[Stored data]
━━━

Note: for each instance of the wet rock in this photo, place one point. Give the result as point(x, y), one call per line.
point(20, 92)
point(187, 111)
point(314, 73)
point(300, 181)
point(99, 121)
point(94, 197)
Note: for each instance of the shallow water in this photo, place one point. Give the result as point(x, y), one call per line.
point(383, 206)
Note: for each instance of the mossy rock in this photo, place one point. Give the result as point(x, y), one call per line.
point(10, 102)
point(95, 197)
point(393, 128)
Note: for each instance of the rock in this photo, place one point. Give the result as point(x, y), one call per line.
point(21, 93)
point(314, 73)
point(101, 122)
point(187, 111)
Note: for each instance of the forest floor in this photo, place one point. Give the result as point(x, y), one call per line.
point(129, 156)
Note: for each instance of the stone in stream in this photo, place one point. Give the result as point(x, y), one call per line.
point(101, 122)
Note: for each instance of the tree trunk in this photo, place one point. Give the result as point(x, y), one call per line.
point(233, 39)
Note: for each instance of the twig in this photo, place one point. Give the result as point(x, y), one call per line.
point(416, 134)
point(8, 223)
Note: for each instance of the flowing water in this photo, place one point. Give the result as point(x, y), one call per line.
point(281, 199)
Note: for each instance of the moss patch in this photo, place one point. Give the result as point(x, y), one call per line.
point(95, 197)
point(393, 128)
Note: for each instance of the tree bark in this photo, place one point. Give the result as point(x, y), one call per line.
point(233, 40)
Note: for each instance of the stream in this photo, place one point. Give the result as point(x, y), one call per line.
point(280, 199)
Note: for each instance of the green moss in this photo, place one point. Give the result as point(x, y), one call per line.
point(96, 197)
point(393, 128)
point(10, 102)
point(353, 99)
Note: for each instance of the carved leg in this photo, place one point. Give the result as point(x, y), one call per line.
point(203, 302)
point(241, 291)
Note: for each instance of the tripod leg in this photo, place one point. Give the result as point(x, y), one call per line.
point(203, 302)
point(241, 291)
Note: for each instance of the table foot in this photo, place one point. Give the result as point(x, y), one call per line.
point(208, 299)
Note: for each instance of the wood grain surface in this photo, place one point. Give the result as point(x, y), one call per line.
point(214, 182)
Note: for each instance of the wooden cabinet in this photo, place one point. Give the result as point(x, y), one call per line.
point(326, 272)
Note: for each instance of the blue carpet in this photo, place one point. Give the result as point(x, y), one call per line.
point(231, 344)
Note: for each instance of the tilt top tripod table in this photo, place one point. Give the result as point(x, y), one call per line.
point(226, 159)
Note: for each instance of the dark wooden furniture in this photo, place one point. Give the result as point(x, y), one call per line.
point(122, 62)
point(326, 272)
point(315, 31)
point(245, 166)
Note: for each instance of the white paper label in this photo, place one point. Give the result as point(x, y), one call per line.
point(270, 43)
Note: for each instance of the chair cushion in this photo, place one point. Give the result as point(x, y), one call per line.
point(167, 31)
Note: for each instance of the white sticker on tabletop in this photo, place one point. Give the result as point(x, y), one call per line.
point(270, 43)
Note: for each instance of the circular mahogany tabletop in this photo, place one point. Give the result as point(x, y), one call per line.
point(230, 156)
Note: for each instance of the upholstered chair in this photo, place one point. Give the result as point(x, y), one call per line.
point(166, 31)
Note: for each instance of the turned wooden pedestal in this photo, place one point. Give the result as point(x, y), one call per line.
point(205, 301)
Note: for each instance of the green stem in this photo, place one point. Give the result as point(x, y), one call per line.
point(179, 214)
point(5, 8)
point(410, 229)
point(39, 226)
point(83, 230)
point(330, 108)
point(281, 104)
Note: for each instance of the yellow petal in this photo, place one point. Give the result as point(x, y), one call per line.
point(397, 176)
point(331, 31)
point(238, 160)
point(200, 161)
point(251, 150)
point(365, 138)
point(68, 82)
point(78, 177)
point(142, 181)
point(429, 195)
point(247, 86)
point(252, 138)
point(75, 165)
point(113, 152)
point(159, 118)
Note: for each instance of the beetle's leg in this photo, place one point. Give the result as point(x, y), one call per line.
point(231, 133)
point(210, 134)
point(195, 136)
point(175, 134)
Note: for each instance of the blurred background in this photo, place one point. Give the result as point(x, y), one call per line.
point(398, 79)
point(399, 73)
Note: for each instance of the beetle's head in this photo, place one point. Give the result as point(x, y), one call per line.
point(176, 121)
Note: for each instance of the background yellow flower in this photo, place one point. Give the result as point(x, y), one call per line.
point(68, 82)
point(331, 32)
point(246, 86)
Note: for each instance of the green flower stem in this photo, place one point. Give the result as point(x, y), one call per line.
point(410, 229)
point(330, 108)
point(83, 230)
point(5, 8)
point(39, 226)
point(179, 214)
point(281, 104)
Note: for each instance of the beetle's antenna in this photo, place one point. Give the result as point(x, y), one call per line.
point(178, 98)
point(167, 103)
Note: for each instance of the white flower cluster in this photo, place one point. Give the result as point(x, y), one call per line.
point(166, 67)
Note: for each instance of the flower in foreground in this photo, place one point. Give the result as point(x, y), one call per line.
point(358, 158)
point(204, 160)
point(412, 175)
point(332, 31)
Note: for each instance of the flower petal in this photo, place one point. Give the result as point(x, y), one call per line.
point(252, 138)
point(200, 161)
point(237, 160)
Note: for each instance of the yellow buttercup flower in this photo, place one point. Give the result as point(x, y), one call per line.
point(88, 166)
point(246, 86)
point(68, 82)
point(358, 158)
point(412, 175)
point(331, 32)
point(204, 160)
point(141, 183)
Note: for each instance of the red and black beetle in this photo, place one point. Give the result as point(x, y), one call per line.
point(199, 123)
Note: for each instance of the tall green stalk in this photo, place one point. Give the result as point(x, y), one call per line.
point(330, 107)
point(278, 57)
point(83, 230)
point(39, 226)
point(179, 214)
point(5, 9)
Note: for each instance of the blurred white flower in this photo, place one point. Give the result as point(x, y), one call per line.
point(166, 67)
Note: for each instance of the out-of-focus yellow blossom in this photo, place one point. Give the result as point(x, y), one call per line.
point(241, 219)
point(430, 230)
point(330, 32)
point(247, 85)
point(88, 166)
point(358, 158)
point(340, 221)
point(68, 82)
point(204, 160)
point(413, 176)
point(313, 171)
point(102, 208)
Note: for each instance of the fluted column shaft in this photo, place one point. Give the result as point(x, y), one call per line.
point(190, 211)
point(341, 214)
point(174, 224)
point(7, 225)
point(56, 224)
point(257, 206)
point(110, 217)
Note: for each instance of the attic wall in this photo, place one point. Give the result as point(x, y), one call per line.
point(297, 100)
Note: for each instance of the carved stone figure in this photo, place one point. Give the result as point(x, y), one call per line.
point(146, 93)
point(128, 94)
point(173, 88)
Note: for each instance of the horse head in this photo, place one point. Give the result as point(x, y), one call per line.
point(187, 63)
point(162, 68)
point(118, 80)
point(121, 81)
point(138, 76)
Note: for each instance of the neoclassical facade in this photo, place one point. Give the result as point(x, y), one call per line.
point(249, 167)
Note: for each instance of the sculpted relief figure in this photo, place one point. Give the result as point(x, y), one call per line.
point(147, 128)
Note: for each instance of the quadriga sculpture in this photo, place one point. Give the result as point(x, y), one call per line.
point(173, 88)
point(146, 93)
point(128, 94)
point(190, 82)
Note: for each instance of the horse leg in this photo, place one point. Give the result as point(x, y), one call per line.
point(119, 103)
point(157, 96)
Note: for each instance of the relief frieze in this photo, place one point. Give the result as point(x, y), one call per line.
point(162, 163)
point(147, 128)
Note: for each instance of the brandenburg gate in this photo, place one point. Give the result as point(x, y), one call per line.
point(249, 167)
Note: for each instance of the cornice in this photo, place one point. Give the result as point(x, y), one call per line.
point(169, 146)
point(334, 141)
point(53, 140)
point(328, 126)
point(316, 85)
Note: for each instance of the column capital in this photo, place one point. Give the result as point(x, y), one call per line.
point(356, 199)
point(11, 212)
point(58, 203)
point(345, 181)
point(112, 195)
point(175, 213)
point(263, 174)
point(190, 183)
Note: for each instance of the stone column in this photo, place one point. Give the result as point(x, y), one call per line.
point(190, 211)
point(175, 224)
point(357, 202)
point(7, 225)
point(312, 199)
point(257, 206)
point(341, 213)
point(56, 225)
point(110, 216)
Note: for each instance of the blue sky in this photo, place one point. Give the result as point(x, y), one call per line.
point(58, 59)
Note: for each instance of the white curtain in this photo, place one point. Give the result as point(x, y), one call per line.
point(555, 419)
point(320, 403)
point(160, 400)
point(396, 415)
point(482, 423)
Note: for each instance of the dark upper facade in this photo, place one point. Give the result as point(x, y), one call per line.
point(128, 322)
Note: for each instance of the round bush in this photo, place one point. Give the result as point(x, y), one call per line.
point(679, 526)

━━━

#### [Task brief]
Only the lines from the one containing "Note: for each instance of the stone column" to the end of the records should be repeated, exactly as they appear.

#### [Full answer]
Note: for each instance of the stone column in this photo, place one point. Give the result as point(x, y), one call per line.
point(190, 211)
point(175, 224)
point(357, 202)
point(7, 225)
point(312, 199)
point(257, 206)
point(341, 213)
point(56, 225)
point(110, 216)
Note: for each instance of the blue sky in this photo, place one point. Give the result as point(x, y), one call per line.
point(58, 59)
Note: for each instance of the white curtain in this photo, place one point. Give the result as point(x, y), one call per line.
point(555, 419)
point(320, 403)
point(160, 400)
point(396, 415)
point(482, 423)
Note: for each instance of the dark upper facade in this photo, place one point. Give the result as point(x, y), one call per line.
point(128, 322)
Note: for each instance of the round bush in this photo, place one point. Give the result as point(x, y), one call per line.
point(679, 526)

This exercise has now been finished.